What you need to do: This task calls for copying every line in the data below that contains the word "cloud".

===== Records for this task

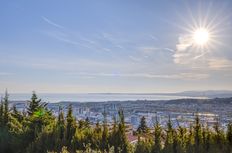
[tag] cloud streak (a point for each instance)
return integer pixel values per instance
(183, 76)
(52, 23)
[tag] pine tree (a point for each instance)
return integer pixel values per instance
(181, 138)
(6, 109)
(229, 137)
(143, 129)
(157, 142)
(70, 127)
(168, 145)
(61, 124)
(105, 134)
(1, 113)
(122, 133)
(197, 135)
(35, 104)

==========
===== Records for this task

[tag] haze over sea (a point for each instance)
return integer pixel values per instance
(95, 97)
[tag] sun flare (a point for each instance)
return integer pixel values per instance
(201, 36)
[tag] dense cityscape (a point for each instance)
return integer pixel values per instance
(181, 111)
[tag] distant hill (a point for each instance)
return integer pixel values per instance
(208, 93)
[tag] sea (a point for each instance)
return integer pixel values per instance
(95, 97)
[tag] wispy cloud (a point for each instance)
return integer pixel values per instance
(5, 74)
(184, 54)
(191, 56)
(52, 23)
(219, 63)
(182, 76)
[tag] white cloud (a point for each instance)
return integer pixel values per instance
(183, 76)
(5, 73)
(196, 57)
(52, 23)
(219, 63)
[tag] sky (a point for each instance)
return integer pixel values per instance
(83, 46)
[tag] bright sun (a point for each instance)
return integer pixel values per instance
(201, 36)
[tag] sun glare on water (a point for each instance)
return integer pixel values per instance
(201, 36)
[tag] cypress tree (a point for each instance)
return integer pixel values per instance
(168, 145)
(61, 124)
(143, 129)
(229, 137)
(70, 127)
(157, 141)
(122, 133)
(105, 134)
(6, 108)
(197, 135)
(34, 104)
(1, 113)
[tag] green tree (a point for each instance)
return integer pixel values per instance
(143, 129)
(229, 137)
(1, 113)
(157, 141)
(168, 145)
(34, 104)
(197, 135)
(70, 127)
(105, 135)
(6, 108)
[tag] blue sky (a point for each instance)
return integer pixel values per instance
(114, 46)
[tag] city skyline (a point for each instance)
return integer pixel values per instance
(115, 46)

==========

Task answer:
[tag] cloud streak (a point for each instance)
[tag] wispy cloud (a point for each instance)
[tag] white cloud (a point for each instance)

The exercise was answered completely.